SUPPLIED RECORDS:
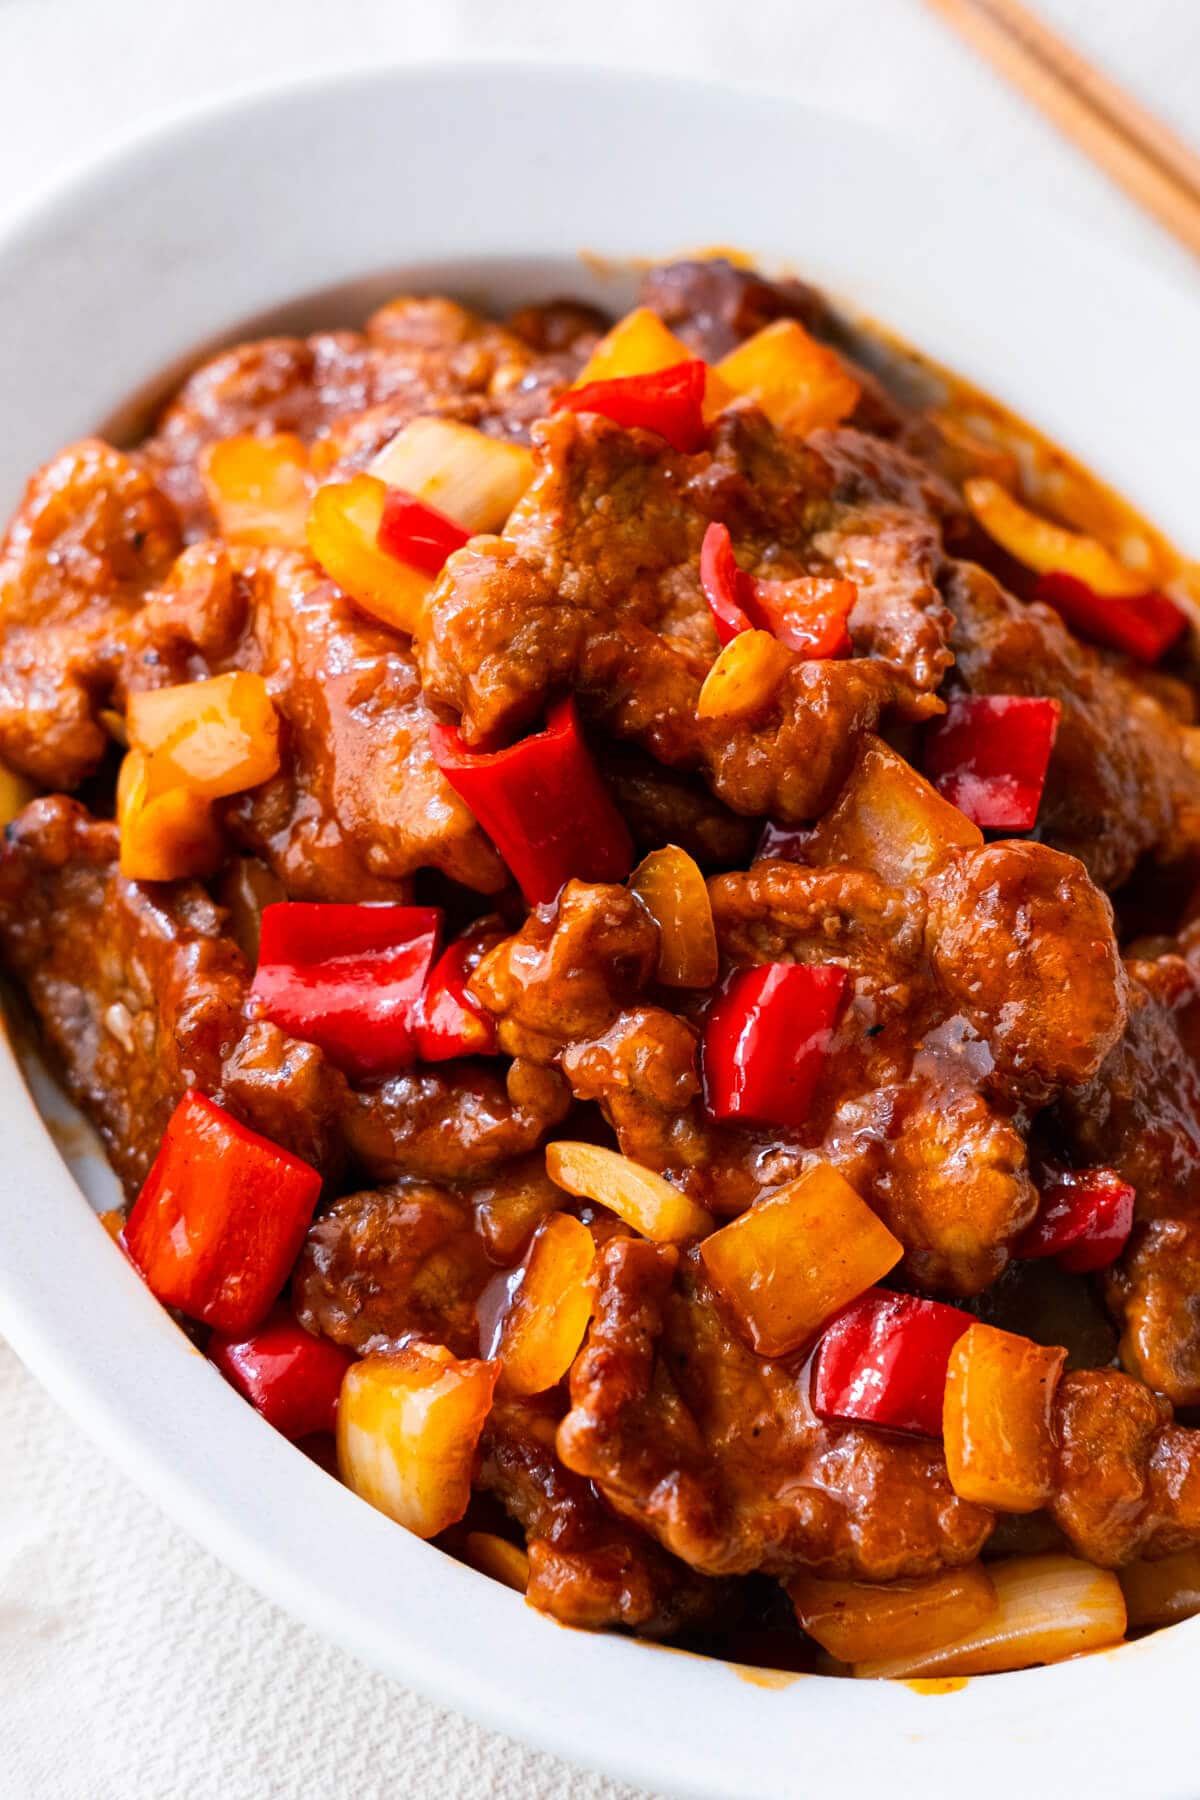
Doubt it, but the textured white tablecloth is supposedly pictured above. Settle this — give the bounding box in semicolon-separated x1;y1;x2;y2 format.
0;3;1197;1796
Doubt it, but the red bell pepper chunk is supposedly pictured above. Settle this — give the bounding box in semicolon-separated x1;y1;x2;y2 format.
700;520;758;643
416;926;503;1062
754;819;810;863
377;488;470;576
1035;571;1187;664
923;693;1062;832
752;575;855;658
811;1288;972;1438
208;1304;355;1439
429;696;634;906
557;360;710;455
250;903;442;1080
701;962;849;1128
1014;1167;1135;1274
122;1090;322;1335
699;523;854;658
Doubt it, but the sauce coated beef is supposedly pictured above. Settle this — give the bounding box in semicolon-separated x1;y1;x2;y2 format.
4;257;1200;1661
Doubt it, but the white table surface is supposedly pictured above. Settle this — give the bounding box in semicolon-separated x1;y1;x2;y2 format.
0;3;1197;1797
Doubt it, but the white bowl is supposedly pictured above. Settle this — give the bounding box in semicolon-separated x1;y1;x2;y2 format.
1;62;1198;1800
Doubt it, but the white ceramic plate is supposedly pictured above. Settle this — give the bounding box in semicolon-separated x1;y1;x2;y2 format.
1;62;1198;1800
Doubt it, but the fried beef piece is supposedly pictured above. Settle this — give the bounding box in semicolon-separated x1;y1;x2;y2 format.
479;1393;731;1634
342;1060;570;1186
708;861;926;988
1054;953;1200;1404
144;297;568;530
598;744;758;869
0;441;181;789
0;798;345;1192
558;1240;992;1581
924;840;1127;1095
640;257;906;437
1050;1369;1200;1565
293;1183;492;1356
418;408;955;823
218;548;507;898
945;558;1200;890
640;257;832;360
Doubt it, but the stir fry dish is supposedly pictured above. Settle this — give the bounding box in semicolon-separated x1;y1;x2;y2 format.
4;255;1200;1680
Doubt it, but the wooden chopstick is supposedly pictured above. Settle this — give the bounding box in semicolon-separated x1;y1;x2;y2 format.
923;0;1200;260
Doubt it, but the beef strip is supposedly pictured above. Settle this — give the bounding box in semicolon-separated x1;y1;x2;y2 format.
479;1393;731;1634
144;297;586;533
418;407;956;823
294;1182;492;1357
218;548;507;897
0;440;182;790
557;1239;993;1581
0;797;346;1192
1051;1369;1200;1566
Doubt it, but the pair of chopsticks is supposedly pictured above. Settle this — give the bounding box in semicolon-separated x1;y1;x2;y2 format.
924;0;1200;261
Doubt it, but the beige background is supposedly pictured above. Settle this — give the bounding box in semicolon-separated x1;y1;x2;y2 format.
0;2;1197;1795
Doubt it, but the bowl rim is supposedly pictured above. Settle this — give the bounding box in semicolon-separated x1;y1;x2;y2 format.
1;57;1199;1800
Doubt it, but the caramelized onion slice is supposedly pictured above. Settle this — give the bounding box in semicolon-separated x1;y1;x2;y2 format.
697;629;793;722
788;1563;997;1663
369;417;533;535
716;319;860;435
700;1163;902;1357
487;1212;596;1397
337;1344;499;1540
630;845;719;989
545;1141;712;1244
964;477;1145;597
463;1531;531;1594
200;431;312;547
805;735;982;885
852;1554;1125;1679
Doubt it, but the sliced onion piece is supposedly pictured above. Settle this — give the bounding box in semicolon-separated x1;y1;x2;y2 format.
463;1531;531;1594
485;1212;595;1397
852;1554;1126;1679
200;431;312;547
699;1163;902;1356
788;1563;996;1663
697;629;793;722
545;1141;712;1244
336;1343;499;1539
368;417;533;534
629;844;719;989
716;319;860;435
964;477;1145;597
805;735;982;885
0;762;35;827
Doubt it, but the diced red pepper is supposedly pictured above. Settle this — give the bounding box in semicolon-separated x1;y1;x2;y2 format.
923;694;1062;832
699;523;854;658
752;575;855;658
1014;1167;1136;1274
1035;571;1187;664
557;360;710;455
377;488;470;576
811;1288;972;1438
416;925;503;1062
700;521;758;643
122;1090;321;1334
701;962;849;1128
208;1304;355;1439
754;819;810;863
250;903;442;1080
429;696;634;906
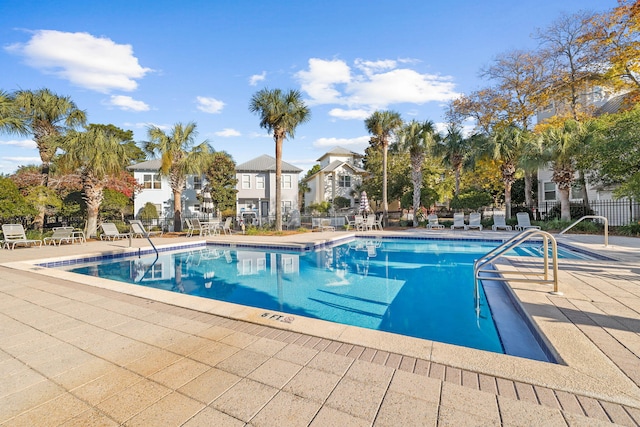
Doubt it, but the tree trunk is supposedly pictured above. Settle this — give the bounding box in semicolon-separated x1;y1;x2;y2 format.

TASK OBJECTIVE: Please reproduce each entry exactly as given and omit the pictures.

EXERCISE RESULT:
Doubt it, but the textured white tablecloth is supposedly pictured above. Settle this — give the bounding box in semicolon-separated x1;y1;x2;y2 format.
0;3;1197;1796
Doubt it, but the red bell pepper chunk is supposedly pictured above. Settle this — give the bounding box in semicolon-separated x1;y1;x2;y2 format.
700;520;758;643
416;926;503;1062
754;819;810;863
377;488;470;576
1035;571;1187;664
923;693;1062;832
752;575;855;658
811;1288;972;1438
208;1304;355;1439
429;696;634;906
557;360;710;455
250;903;442;1080
701;962;849;1128
1014;1167;1135;1274
122;1090;322;1335
699;523;854;658
Doubt it, but the sauce coated beef is supposedly pictured above. Settle this — give the bounding box in semicolon-separated x1;y1;x2;y2 format.
4;257;1200;1661
Doubt it, but the white table surface is supposedly pictured above. Settle this — give the bounding box in semicolon-separated x1;y1;x2;y2 format.
0;3;1197;1797
Doubt it, but the white bowl is supposedly pictured above. Settle this — give the bounding box in semicolon-separated x1;y1;x2;y2 format.
1;62;1198;1800
Doubt it, but the white ceramic plate is supposedly pictured above. Settle this — give the bounding box in semicolon-separated x1;y1;x2;y2 format.
1;62;1198;1800
Doubt it, but the fried beef piece is supposedly pictured above. Settle this — give the bounding box in semicolon-separated x1;y1;x2;y2 format.
479;1393;731;1634
342;1060;570;1186
708;861;926;988
1054;953;1200;1404
144;297;568;530
598;744;758;869
0;441;181;789
0;798;345;1192
558;1240;992;1581
924;840;1127;1095
640;257;906;437
1050;1369;1200;1565
293;1183;492;1356
418;408;955;823
218;548;507;898
945;558;1200;890
640;257;832;360
Doubt it, but the stir fry dish is supposedly pictured above. Settle this — give the bounding box in semicolon-separated x1;y1;x2;y2 format.
4;255;1200;1680
Doubt it, but the wooden chopstick is supposedly pictured above. Settle this — give the bounding box in semicolon-separated x1;y1;x2;y2 format.
923;0;1200;260
Doubt it, but the beef strip is supposedly pictured above. Settle this — give the bounding box in semicolon-separated x1;y1;x2;y2 format.
479;1393;731;1634
144;297;586;533
418;407;956;823
294;1182;492;1357
218;548;507;897
0;440;182;790
557;1239;993;1581
0;797;346;1192
1051;1369;1200;1566
Doubt it, but the pair of chopsticks is supposedly pictured above. Settle this — give the bounding box in semicolon-separated x1;y1;x2;y2 format.
924;0;1200;261
Doubt it, but the beige background is supposedly pictured above. Settle this — give the bounding box in semicolon-separated x1;y1;x2;y2 format.
0;2;1197;1795
Doubt it, but the bowl rim is supposedly pictured above. Settle this — give the bounding box in semicolon-separated x1;y1;x2;y2 format.
1;57;1199;1800
Doubt it, but the caramelized onion slice is supposedly pictured above. Settle this — give the bounding box in semicolon-separated x1;y1;x2;y2 format.
697;629;793;722
788;1563;997;1663
369;417;533;535
716;319;860;435
700;1163;902;1357
487;1212;596;1397
337;1344;499;1540
630;845;719;989
545;1141;712;1244
964;477;1145;597
463;1531;531;1594
200;431;312;547
805;735;982;885
852;1554;1125;1679
Doubt it, but the sliced onion piece is supposedly pictured above. Settle this — give the bounding box in semicolon-separated x1;y1;x2;y2 format.
463;1531;531;1594
485;1212;595;1397
852;1554;1126;1679
200;431;312;547
699;1163;902;1356
788;1563;996;1663
697;629;793;722
545;1141;712;1244
336;1343;499;1539
368;417;533;534
629;844;719;989
716;319;860;435
964;477;1145;597
805;735;982;885
0;762;35;827
Doubt it, but the diced red pepper is supposedly pictured above. Settle this — give the bounding box in semicolon-separated x1;y1;x2;y2 format.
923;694;1062;832
699;523;854;658
752;575;855;658
1014;1167;1136;1274
1035;571;1187;664
557;360;710;455
377;488;470;576
811;1288;972;1438
416;925;503;1062
700;521;758;643
122;1090;321;1334
701;962;849;1128
208;1304;355;1439
754;819;810;863
250;903;442;1080
429;696;634;906
Doubt it, but the tree trunk is supposedly pictured above. Settle this — give the bounding box in semicolon-separated x1;y1;x2;y2 format.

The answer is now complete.